Material for this exercise:
——————————

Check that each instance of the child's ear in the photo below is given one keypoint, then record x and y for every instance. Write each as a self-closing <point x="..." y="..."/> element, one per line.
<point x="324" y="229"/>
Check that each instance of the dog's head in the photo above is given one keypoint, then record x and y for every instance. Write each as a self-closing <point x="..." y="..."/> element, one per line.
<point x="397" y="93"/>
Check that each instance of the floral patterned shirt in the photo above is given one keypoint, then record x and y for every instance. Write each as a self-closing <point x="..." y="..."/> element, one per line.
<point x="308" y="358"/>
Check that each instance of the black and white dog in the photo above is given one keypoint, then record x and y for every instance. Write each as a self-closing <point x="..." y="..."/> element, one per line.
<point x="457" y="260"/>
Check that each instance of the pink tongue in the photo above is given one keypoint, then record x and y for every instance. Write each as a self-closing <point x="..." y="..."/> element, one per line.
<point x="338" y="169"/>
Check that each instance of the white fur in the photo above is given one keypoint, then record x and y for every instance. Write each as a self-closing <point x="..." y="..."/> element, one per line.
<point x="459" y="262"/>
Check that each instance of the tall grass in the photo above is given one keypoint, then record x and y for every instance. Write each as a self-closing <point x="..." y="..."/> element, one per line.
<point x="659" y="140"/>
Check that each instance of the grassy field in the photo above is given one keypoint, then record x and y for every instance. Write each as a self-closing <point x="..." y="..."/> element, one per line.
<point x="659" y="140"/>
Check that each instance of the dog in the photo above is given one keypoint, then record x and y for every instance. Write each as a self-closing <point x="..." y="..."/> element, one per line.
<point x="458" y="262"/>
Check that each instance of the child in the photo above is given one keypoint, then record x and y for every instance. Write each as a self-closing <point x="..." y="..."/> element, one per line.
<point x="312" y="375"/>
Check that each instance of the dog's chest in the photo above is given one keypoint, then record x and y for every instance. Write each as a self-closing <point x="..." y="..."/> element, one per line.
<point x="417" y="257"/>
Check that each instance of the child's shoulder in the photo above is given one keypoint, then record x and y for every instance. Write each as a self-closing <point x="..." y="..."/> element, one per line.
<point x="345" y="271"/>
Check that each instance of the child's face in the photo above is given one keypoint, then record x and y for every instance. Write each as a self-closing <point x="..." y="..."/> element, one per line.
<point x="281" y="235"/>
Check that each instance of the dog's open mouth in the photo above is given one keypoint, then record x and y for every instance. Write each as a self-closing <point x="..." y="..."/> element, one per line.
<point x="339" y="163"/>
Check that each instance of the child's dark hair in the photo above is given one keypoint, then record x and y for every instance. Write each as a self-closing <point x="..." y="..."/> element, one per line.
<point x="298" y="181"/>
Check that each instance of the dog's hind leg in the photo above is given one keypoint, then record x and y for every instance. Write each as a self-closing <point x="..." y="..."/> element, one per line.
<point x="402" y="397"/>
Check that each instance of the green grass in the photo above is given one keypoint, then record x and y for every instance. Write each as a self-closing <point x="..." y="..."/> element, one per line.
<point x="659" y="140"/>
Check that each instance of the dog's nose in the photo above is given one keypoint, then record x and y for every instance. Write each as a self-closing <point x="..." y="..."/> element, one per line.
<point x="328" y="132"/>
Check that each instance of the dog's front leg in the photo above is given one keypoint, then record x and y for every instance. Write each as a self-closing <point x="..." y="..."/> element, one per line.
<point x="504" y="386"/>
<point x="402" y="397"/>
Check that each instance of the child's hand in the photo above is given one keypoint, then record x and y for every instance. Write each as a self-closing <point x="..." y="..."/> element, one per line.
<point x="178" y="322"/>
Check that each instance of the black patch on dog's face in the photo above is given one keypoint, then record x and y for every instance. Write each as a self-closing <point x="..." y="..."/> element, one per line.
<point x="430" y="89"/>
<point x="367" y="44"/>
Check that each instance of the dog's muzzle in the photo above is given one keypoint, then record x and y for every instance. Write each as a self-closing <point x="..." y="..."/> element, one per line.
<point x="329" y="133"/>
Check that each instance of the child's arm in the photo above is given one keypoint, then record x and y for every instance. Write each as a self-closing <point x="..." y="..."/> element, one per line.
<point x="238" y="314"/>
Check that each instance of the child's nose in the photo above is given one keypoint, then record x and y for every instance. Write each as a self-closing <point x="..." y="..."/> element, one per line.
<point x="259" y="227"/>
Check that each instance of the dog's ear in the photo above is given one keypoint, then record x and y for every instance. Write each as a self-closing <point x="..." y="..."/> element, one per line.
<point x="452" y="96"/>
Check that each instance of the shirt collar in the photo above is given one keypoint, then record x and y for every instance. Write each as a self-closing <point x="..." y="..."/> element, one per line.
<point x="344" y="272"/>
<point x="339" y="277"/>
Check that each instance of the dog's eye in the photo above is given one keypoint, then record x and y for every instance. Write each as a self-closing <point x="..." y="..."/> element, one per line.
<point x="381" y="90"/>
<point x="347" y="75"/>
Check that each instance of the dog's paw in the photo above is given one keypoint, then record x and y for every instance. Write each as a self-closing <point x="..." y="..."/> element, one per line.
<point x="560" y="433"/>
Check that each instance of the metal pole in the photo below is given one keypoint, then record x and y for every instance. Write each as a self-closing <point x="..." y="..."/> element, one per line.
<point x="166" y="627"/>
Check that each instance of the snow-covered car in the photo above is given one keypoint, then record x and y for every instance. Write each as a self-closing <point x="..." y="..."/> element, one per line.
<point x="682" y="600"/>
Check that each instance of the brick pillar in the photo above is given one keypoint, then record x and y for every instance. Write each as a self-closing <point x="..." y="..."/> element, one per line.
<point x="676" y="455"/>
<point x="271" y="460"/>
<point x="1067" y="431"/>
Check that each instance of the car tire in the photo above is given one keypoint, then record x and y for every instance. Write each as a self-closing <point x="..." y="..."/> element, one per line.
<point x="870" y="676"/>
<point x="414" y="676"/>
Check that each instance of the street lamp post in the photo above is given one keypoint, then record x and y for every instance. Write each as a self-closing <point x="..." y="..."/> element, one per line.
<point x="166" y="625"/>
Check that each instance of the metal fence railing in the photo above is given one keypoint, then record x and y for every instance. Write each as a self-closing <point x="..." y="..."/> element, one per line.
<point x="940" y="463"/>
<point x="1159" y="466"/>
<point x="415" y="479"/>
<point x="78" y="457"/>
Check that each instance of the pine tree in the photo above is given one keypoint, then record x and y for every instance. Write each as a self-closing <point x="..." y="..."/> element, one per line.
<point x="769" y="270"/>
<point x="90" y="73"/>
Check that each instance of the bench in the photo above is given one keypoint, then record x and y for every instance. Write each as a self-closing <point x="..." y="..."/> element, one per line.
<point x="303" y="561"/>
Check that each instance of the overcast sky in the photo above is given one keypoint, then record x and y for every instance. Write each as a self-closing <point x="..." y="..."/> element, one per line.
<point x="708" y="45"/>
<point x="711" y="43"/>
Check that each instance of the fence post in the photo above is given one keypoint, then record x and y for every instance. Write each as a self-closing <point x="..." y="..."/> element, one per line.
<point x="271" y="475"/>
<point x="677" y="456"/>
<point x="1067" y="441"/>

——————————

Rewrite the listing above as a JSON list of strings, with one string for each line and no blank lines.

Solved problem:
[
  "Check that each instance of the child's ear in the photo below is given one keypoint, then record x and y for every instance. Write each as a self-closing <point x=\"...\" y=\"...\"/> element, one per line.",
  "<point x=\"324\" y=\"229\"/>",
  "Check that each instance of the dog's head in the photo above is given one keypoint, then record x and y for every instance. Write each as a self-closing <point x=\"...\" y=\"...\"/> element, one per line.",
  "<point x=\"397\" y=\"93\"/>",
  "Check that each instance of the floral patterned shirt in the photo above is given one keypoint, then record x and y for every instance. Write each as a self-closing <point x=\"...\" y=\"...\"/> element, one per line.",
  "<point x=\"308\" y=\"358\"/>",
  "Check that each instance of the black and white dog in the photo above is given one keypoint, then record x and y for every instance. Write each as a self-closing <point x=\"...\" y=\"...\"/> element, one per line.",
  "<point x=\"457\" y=\"260\"/>",
  "Check that each instance of the pink tongue in the photo above is given one keypoint, then record x and y for every instance. Write each as a self-closing <point x=\"...\" y=\"...\"/> element, one per line.",
  "<point x=\"338\" y=\"169\"/>",
  "Check that each instance of the white fur in the photo above is given one keypoint, then record x and y for every instance. Write each as a self-closing <point x=\"...\" y=\"...\"/> element, one per line.",
  "<point x=\"459\" y=\"262\"/>",
  "Check that each instance of the tall grass in the photo above is given one keypoint, then record x and y for every instance. Write each as a self-closing <point x=\"...\" y=\"...\"/> element, one per line.",
  "<point x=\"659\" y=\"140\"/>",
  "Check that each instance of the grassy field in the photo above is given one keypoint, then record x and y for every instance. Write each as a self-closing <point x=\"...\" y=\"...\"/> element, one per line.",
  "<point x=\"659\" y=\"140\"/>",
  "Check that each instance of the dog in the photo above is given one keypoint, then record x and y for every instance. Write each as a self-closing <point x=\"...\" y=\"...\"/> element, one per line.",
  "<point x=\"458\" y=\"262\"/>",
  "Check that each instance of the child in the photo above is given one keypoint, then record x and y for every instance. Write each as a self-closing <point x=\"...\" y=\"...\"/> element, one per line.",
  "<point x=\"312\" y=\"375\"/>",
  "Check that each instance of the dog's chest in the photo above is given one keypoint, then record x and y for every instance. Write each as a self-closing <point x=\"...\" y=\"...\"/> element, one per line.",
  "<point x=\"417\" y=\"257\"/>",
  "Check that each instance of the child's shoulder in the photo above is given one keypoint, then record x and y for every instance. Write each as a self-closing <point x=\"...\" y=\"...\"/> element, one per line.",
  "<point x=\"345\" y=\"271\"/>",
  "Check that each instance of the child's face in the photo above is given one keypoint, then record x and y for every instance. Write each as a self-closing <point x=\"...\" y=\"...\"/> element, one per line.",
  "<point x=\"281\" y=\"235\"/>",
  "Check that each instance of the dog's open mouth in the photo above is given one keypoint, then record x and y for every instance. Write each as a self-closing <point x=\"...\" y=\"...\"/> element, one per line.",
  "<point x=\"339\" y=\"163\"/>",
  "Check that each instance of the child's dark hair in the photo above is given one keypoint, then record x and y for every instance. Write each as a self-closing <point x=\"...\" y=\"...\"/> element, one per line.",
  "<point x=\"298\" y=\"181\"/>",
  "Check that each instance of the dog's hind leg in the photo above is given one keypoint, then record x and y for every instance. Write each as a self-closing <point x=\"...\" y=\"...\"/> element, one per line.",
  "<point x=\"402\" y=\"397\"/>",
  "Check that each instance of the green grass in the photo above is given one keypoint, then record x and y for every instance. Write each as a self-closing <point x=\"...\" y=\"...\"/> element, one per line.",
  "<point x=\"659\" y=\"140\"/>",
  "Check that each instance of the dog's nose in the photo above is given one keypoint, then record x and y for every instance. Write each as a self-closing <point x=\"...\" y=\"...\"/> element, one per line.",
  "<point x=\"328\" y=\"132\"/>",
  "Check that each instance of the dog's front leg in the photo above is given one keypoint, then record x and y for every instance. Write each as a self-closing <point x=\"...\" y=\"...\"/> element, one per line.",
  "<point x=\"504\" y=\"386\"/>",
  "<point x=\"402\" y=\"397\"/>",
  "Check that each instance of the child's hand in the photo above is given one keypoint, then record x and y for every instance. Write each as a self-closing <point x=\"...\" y=\"...\"/> element, one per line.",
  "<point x=\"178\" y=\"322\"/>",
  "Check that each instance of the black patch on dog's face in the photo above is given one keypoint, then record x and y for every instance. Write each as a self-closing <point x=\"...\" y=\"...\"/> element, one per line.",
  "<point x=\"430\" y=\"89\"/>",
  "<point x=\"367\" y=\"44\"/>",
  "Check that each instance of the dog's muzzle in the photo above is given one keypoint, then record x and y for every instance. Write each as a self-closing <point x=\"...\" y=\"...\"/> element, one per line.",
  "<point x=\"329\" y=\"133\"/>",
  "Check that each instance of the child's arm in the photo above is given one keypoint, then record x and y for every instance. Write each as a self-closing <point x=\"...\" y=\"...\"/> element, one per line.",
  "<point x=\"238\" y=\"314\"/>",
  "Check that each instance of the child's nose in the photo above is given one keypoint, then record x and y for every instance. Write each as a self-closing <point x=\"...\" y=\"...\"/> element, one per line.",
  "<point x=\"259\" y=\"227\"/>",
  "Check that each instance of the dog's ear in the photo above is given one keypoint, then record x and y for every instance. Write each as a self-closing <point x=\"...\" y=\"...\"/> element, one per line.",
  "<point x=\"452\" y=\"96\"/>",
  "Check that each instance of the shirt collar in the photo above is given one keypoint, then record x and y for every instance. Write each as a self-closing <point x=\"...\" y=\"...\"/> element, one per line.",
  "<point x=\"344\" y=\"272\"/>",
  "<point x=\"339\" y=\"277\"/>",
  "Check that each instance of the dog's eye in the photo above is given one keypoint, then record x and y for every instance. Write each as a self-closing <point x=\"...\" y=\"...\"/> element, one per line.",
  "<point x=\"381\" y=\"90\"/>",
  "<point x=\"347\" y=\"75\"/>",
  "Check that each instance of the dog's paw in the photo above is given one keypoint, then record x and y for every instance. Write each as a self-closing <point x=\"...\" y=\"...\"/> element, one per line.",
  "<point x=\"560\" y=\"433\"/>",
  "Check that each instance of the metal pole in the photo below is given one keypoint, then record x and y for every instance. Write each as a self-closing <point x=\"...\" y=\"...\"/> element, one per line.",
  "<point x=\"166\" y=\"627\"/>",
  "Check that each instance of the snow-covered car in the photo above is given one keypoint, then record x and y for every instance. Write each as a self-closing <point x=\"...\" y=\"...\"/> element, one per line.",
  "<point x=\"682\" y=\"600\"/>",
  "Check that each instance of the brick pillar in the photo above is given one keypoint, then record x and y for every instance. Write each as a self-closing <point x=\"...\" y=\"...\"/> element, one per line.",
  "<point x=\"676\" y=\"455\"/>",
  "<point x=\"271\" y=\"460\"/>",
  "<point x=\"1067\" y=\"431\"/>",
  "Check that each instance of the car tire in the photo above is given one keypoint, then record x and y for every instance. Write each as a self-closing <point x=\"...\" y=\"...\"/> element, one per line.",
  "<point x=\"870\" y=\"676\"/>",
  "<point x=\"414\" y=\"676\"/>",
  "Check that each instance of the street lamp post in the photo above is given one keypoint, then record x and y for every instance. Write each as a self-closing <point x=\"...\" y=\"...\"/> element, one per line.",
  "<point x=\"166\" y=\"625\"/>",
  "Check that each instance of the metal fence railing in the photo above is given one keypoint, then record x and y for every instance. Write each as a self-closing <point x=\"...\" y=\"...\"/> element, one per line.",
  "<point x=\"940\" y=\"463\"/>",
  "<point x=\"1159\" y=\"466\"/>",
  "<point x=\"415\" y=\"479\"/>",
  "<point x=\"78\" y=\"457\"/>",
  "Check that each instance of the pine tree in the photo above is given one keypoint, then record x and y for every instance. Write each as a self-closing <point x=\"...\" y=\"...\"/> element, one per line.",
  "<point x=\"769\" y=\"270\"/>",
  "<point x=\"90\" y=\"73\"/>",
  "Check that each instance of the bench in the photo above is given one keypoint, then record x and y for every instance. Write each as a self-closing <point x=\"...\" y=\"...\"/> element, one per line.",
  "<point x=\"303\" y=\"561\"/>",
  "Check that each instance of the overcast sky in the photo above is given one keypoint, then record x and y for every instance. Write each as a self-closing <point x=\"...\" y=\"...\"/> element, one per line.",
  "<point x=\"708\" y=\"45\"/>",
  "<point x=\"711\" y=\"43\"/>",
  "Check that each instance of the fence post in the photo above is given one keypoint, then record x and y for every instance. Write each as a self-closing <point x=\"...\" y=\"...\"/> element, one per line.",
  "<point x=\"271\" y=\"475\"/>",
  "<point x=\"677\" y=\"456\"/>",
  "<point x=\"1067\" y=\"441\"/>"
]